Start of GIVEN DATA

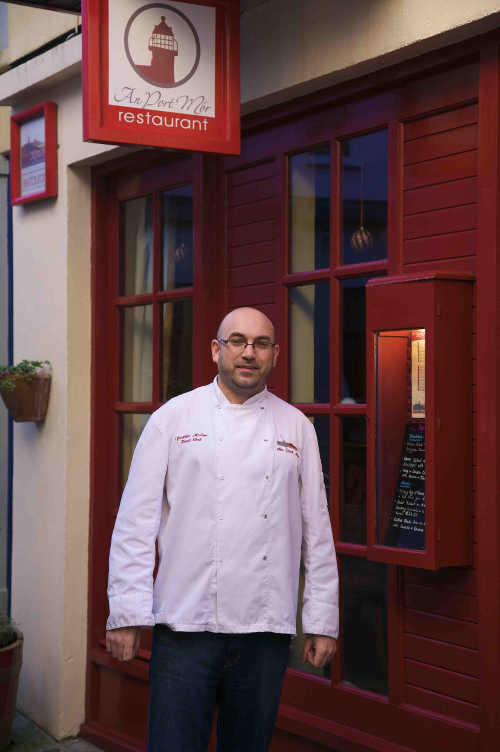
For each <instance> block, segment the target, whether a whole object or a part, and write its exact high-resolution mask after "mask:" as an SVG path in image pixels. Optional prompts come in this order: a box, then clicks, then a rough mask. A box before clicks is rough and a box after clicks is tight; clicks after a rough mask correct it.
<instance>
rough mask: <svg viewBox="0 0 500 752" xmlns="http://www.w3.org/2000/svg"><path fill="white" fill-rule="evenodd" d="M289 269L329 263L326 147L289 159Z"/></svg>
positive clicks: (329, 181) (317, 268)
mask: <svg viewBox="0 0 500 752" xmlns="http://www.w3.org/2000/svg"><path fill="white" fill-rule="evenodd" d="M289 176H290V177H289V195H290V204H289V206H290V209H289V212H290V271H291V272H305V271H311V270H312V269H323V268H326V267H328V266H330V147H329V146H322V147H320V148H319V149H315V150H314V151H307V152H303V153H302V154H296V155H294V156H293V157H290V160H289Z"/></svg>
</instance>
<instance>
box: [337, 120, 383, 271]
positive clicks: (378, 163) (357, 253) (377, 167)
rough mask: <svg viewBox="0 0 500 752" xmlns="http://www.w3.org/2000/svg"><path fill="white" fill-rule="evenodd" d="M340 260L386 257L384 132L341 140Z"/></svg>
mask: <svg viewBox="0 0 500 752" xmlns="http://www.w3.org/2000/svg"><path fill="white" fill-rule="evenodd" d="M342 199H343V224H344V226H343V260H342V263H344V264H360V263H364V262H366V261H374V260H376V259H383V258H386V257H387V131H386V130H383V131H377V132H376V133H368V134H366V135H365V136H358V137H356V138H351V139H349V140H348V141H343V142H342Z"/></svg>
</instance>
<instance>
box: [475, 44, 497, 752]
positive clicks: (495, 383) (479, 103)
mask: <svg viewBox="0 0 500 752" xmlns="http://www.w3.org/2000/svg"><path fill="white" fill-rule="evenodd" d="M499 120H500V60H499V49H498V41H496V42H492V43H491V44H490V45H488V46H485V47H484V49H483V50H482V53H481V77H480V95H479V256H478V262H477V327H478V328H477V361H478V367H477V400H476V405H477V435H478V442H477V443H478V445H477V465H478V467H477V495H478V500H479V501H478V504H477V510H476V512H477V515H478V538H479V545H478V568H479V626H480V632H479V635H480V651H481V683H482V686H481V690H482V691H481V750H482V751H483V752H487V751H488V752H489V750H492V749H495V747H496V746H498V739H499V738H500V692H499V691H498V682H499V677H500V544H499V541H500V504H499V498H498V496H499V468H500V457H499V442H498V435H499V428H500V401H499V384H500V374H499V361H498V352H499V345H500V336H499V322H500V318H499V313H500V311H499V302H500V265H499V261H498V259H499V251H500V228H499V215H498V211H499V209H498V208H499V206H500V176H499V171H500V142H499Z"/></svg>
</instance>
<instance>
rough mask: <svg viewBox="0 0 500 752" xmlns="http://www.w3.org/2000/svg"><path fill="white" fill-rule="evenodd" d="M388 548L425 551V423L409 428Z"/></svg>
mask: <svg viewBox="0 0 500 752" xmlns="http://www.w3.org/2000/svg"><path fill="white" fill-rule="evenodd" d="M387 545H388V546H395V547H397V548H412V549H417V550H423V549H425V423H408V424H407V425H406V430H405V436H404V440H403V451H402V454H401V461H400V463H399V475H398V482H397V485H396V491H395V494H394V499H393V502H392V510H391V516H390V519H389V527H388V531H387Z"/></svg>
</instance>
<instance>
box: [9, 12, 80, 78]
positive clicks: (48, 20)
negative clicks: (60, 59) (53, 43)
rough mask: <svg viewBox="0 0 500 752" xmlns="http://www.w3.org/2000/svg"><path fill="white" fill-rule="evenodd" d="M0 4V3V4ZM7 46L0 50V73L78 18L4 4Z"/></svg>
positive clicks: (53, 36)
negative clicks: (6, 6)
mask: <svg viewBox="0 0 500 752" xmlns="http://www.w3.org/2000/svg"><path fill="white" fill-rule="evenodd" d="M3 4H4V3H2V5H3ZM7 13H8V27H9V28H8V47H7V48H6V49H4V50H0V70H1V69H2V68H4V67H5V66H7V65H10V63H12V62H13V61H14V60H17V59H18V58H20V57H23V56H24V55H27V54H28V53H29V52H32V51H33V50H35V49H37V48H38V47H41V46H42V45H44V44H45V43H46V42H49V41H50V40H51V39H54V38H55V37H58V36H59V35H60V34H63V33H64V32H65V31H70V30H71V29H74V28H75V26H77V25H78V24H79V23H80V16H76V15H73V14H72V13H56V12H55V11H46V10H43V9H40V8H30V7H27V6H23V5H14V4H13V3H7Z"/></svg>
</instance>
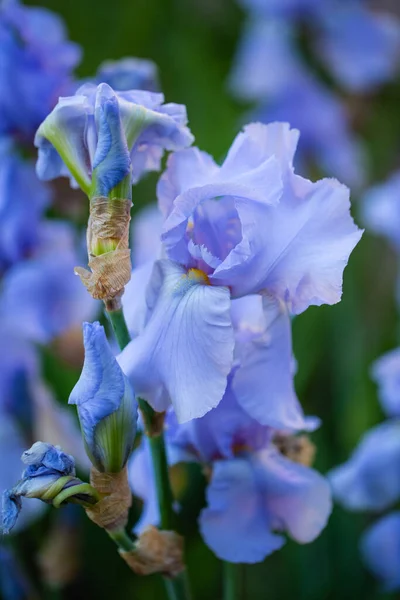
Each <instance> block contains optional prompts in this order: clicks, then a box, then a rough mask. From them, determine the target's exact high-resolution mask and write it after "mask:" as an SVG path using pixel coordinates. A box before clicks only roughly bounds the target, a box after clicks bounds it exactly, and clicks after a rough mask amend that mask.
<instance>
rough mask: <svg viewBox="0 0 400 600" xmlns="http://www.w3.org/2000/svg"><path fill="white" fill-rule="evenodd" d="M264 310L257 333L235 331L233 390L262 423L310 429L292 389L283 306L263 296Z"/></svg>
mask: <svg viewBox="0 0 400 600" xmlns="http://www.w3.org/2000/svg"><path fill="white" fill-rule="evenodd" d="M260 302H261V300H260ZM264 314H265V325H264V327H263V329H262V330H261V331H260V333H259V334H258V335H257V333H253V335H249V334H247V335H246V332H245V330H244V334H243V333H242V336H241V335H240V333H239V336H238V339H237V347H238V353H239V357H238V360H239V364H240V366H239V368H238V369H237V370H236V371H235V374H234V377H233V383H232V387H233V391H234V393H235V395H236V398H237V401H238V402H239V404H240V405H241V406H242V407H243V408H244V410H246V411H247V412H248V413H249V414H250V415H251V416H252V417H253V419H256V420H257V421H259V422H260V423H262V424H263V425H269V426H270V427H273V428H275V429H291V430H302V429H310V424H309V423H308V422H307V421H306V420H305V418H304V415H303V411H302V408H301V406H300V403H299V401H298V399H297V396H296V392H295V389H294V382H293V376H294V359H293V353H292V332H291V322H290V317H289V314H288V312H287V309H286V306H285V305H284V304H283V303H281V302H279V301H277V300H275V301H274V300H271V299H270V298H264ZM242 331H243V330H242ZM241 337H242V340H241ZM246 337H247V339H246ZM243 338H244V339H243ZM314 425H315V426H317V422H315V423H314ZM312 428H314V429H315V427H312Z"/></svg>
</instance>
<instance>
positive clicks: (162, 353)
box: [119, 260, 234, 422]
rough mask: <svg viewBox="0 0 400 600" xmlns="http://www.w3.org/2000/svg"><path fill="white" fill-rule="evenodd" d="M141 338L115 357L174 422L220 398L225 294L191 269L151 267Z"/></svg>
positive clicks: (215, 400)
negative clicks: (147, 310) (147, 292)
mask: <svg viewBox="0 0 400 600" xmlns="http://www.w3.org/2000/svg"><path fill="white" fill-rule="evenodd" d="M147 306H148V315H149V316H148V320H147V324H146V326H145V328H144V330H143V332H142V334H141V335H140V336H139V337H138V338H136V339H135V340H133V341H132V342H131V343H130V344H128V346H127V347H126V348H125V350H123V352H122V353H121V354H120V356H119V362H120V364H121V366H122V368H123V369H124V371H125V373H126V374H127V375H128V376H129V377H130V379H131V380H132V382H133V383H134V387H135V389H136V391H137V393H138V394H139V395H142V396H144V397H145V398H146V399H147V400H148V401H149V402H150V403H151V405H152V406H153V408H155V409H156V410H165V408H166V407H167V406H168V404H169V402H170V401H171V402H172V403H173V406H174V409H175V411H176V414H177V418H178V421H179V422H185V421H188V420H190V419H193V418H196V417H201V416H202V415H204V414H205V413H206V412H208V411H209V410H210V409H211V408H214V407H215V406H217V404H218V403H219V402H220V400H221V399H222V396H223V395H224V392H225V388H226V385H227V376H228V373H229V371H230V369H231V366H232V361H233V346H234V338H233V329H232V324H231V319H230V294H229V290H228V289H227V288H224V287H222V286H221V287H218V288H215V287H212V286H210V285H208V280H207V276H206V275H205V274H204V273H201V272H200V271H197V270H195V269H194V270H192V271H189V272H188V273H187V272H186V271H185V270H184V269H183V268H182V267H180V266H179V265H177V264H176V263H173V262H171V261H168V260H160V261H157V262H156V263H155V267H154V271H153V275H152V280H151V282H150V284H149V288H148V295H147Z"/></svg>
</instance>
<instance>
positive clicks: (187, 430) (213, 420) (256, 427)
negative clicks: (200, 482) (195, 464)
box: [166, 377, 272, 463]
mask: <svg viewBox="0 0 400 600" xmlns="http://www.w3.org/2000/svg"><path fill="white" fill-rule="evenodd" d="M231 381H232V378H231V377H229V378H228V387H227V389H226V392H225V394H224V397H223V398H222V400H221V402H220V403H219V404H218V406H217V407H216V408H214V409H212V410H210V411H209V412H208V413H207V414H206V415H204V416H203V417H202V418H201V419H193V420H192V421H189V422H188V423H184V424H182V425H179V424H178V422H177V420H176V416H175V414H174V413H173V411H171V410H170V411H168V413H167V420H166V439H167V441H168V446H169V448H171V452H173V456H174V462H175V461H176V462H180V461H189V462H191V461H199V462H203V463H210V462H212V461H215V460H219V459H221V458H233V456H234V455H238V454H243V453H247V452H249V451H255V450H260V449H261V448H263V447H265V445H266V444H267V443H268V442H269V441H270V439H271V437H272V431H271V429H270V428H269V427H265V426H263V425H260V423H258V422H257V421H255V420H254V419H252V418H251V417H250V416H249V414H248V413H247V412H245V411H244V410H243V408H241V406H240V405H239V404H238V402H237V400H236V397H235V395H234V393H233V391H232V384H231Z"/></svg>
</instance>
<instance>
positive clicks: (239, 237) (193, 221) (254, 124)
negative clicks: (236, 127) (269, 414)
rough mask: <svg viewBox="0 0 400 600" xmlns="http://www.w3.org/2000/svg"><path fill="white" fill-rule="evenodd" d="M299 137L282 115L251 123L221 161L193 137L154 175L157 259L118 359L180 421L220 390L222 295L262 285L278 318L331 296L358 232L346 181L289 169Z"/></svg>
mask: <svg viewBox="0 0 400 600" xmlns="http://www.w3.org/2000/svg"><path fill="white" fill-rule="evenodd" d="M297 139H298V132H297V131H296V130H290V128H289V126H288V125H287V124H284V123H273V124H270V125H268V126H266V125H262V124H259V123H258V124H252V125H249V126H247V127H246V128H245V129H244V131H243V132H242V133H240V134H239V135H238V136H237V138H236V140H235V141H234V143H233V145H232V147H231V149H230V151H229V153H228V155H227V158H226V159H225V161H224V163H223V165H222V166H218V165H217V164H216V163H215V162H214V161H213V159H212V158H211V157H210V156H209V155H207V154H206V153H204V152H200V151H199V150H198V149H195V148H193V149H189V150H186V151H182V152H178V153H175V154H174V155H172V156H171V157H170V159H169V163H168V168H167V170H166V172H165V173H164V175H163V176H162V177H161V179H160V182H159V185H158V199H159V203H160V207H161V210H162V212H163V214H164V215H165V219H166V220H165V223H164V228H163V233H162V241H163V246H164V252H165V255H166V256H167V258H165V259H162V260H159V261H157V262H156V263H155V265H154V269H153V272H152V275H151V279H150V282H149V283H148V286H147V290H146V317H145V323H144V327H143V330H142V332H141V334H140V335H139V336H138V337H137V338H136V339H134V340H133V341H132V342H130V344H128V346H127V347H126V348H125V350H124V351H123V352H122V353H121V355H120V358H119V360H120V364H121V366H122V367H123V369H124V371H125V373H126V374H127V375H128V376H129V377H131V378H132V381H133V385H134V387H135V390H136V391H137V393H138V394H140V395H143V396H144V397H145V398H146V399H147V400H148V401H149V402H150V403H151V405H152V406H153V408H155V409H156V410H158V411H162V410H165V409H166V408H167V407H168V406H169V404H170V402H172V403H173V406H174V409H175V412H176V414H177V418H178V420H179V421H180V422H185V421H188V420H190V419H193V418H196V417H201V416H203V415H204V414H205V413H206V412H208V411H209V410H210V409H211V408H214V407H215V406H217V405H218V403H219V402H220V400H221V398H222V396H223V394H224V392H225V389H226V385H227V377H228V374H229V373H230V371H231V369H232V367H233V361H234V355H233V351H234V342H235V336H234V328H233V324H232V318H231V300H232V299H234V298H240V297H242V296H246V295H249V294H250V295H251V294H261V295H262V296H263V297H264V304H265V307H264V309H265V311H266V312H267V313H270V305H272V306H273V307H275V310H278V311H279V310H281V307H282V308H283V313H286V315H287V317H286V318H288V315H289V314H290V313H294V314H299V313H301V312H303V311H304V310H306V308H307V307H308V306H310V305H321V304H324V303H326V304H334V303H336V302H338V301H339V300H340V297H341V287H342V274H343V269H344V267H345V266H346V263H347V259H348V257H349V254H350V252H351V251H352V249H353V248H354V246H355V245H356V244H357V242H358V240H359V239H360V237H361V232H360V231H359V230H358V228H357V227H356V226H355V225H354V223H353V220H352V218H351V216H350V213H349V207H350V204H349V193H348V190H347V188H345V187H344V186H342V185H340V184H339V183H338V182H336V181H334V180H329V179H325V180H321V181H318V182H317V183H312V182H311V181H308V180H306V179H303V178H301V177H299V176H298V175H295V174H294V172H293V164H292V161H293V156H294V153H295V150H296V145H297ZM286 356H287V352H285V357H286ZM285 360H286V359H285ZM290 360H291V357H290ZM149 374H151V376H149Z"/></svg>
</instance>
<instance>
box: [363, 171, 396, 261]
mask: <svg viewBox="0 0 400 600" xmlns="http://www.w3.org/2000/svg"><path fill="white" fill-rule="evenodd" d="M362 216H363V221H364V223H365V226H366V227H367V230H371V231H372V232H374V233H377V234H380V235H384V236H385V237H386V239H387V240H388V241H389V242H390V243H391V244H392V245H393V246H394V248H395V249H396V250H399V249H400V171H396V172H395V173H393V174H392V175H391V176H390V177H389V178H388V179H387V180H386V181H384V182H383V183H380V184H378V185H375V186H373V187H371V188H370V189H369V190H368V191H367V192H366V193H365V194H364V197H363V199H362Z"/></svg>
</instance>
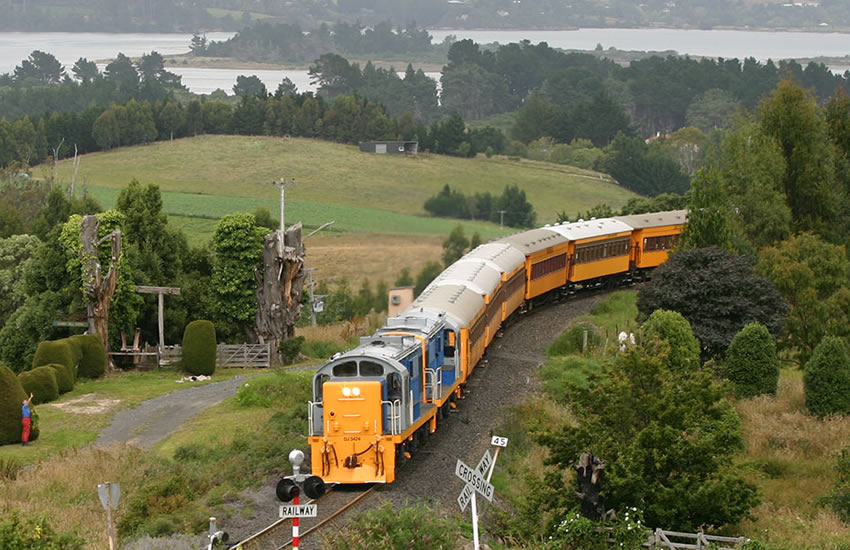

End of GIVEN DATA

## EXERCISE PROMPT
Return each line of the material above that holds the string "block".

## ANSWER BOX
For each <instance> block, segment the target, whether a whole object or a part, and write its exact high-resolution mask after "mask:" as an SVG path in image pixels. Optional prompts come in this order: a box, then clicks, then a rough mask. A box before clicks is rough and a box after clicks is tight; clicks after a rough mask correct it.
Each <instance> block contains optional prompts in this order: clicks, then a box, then a rough mask. From them, determine the target's exact high-resolution mask and write it after "mask:" as an SVG path using pixel coordinates. A box before clicks only roughly bounds the target, a box after clicks bounds it exactly, and clicks after a rough mask amend that mask.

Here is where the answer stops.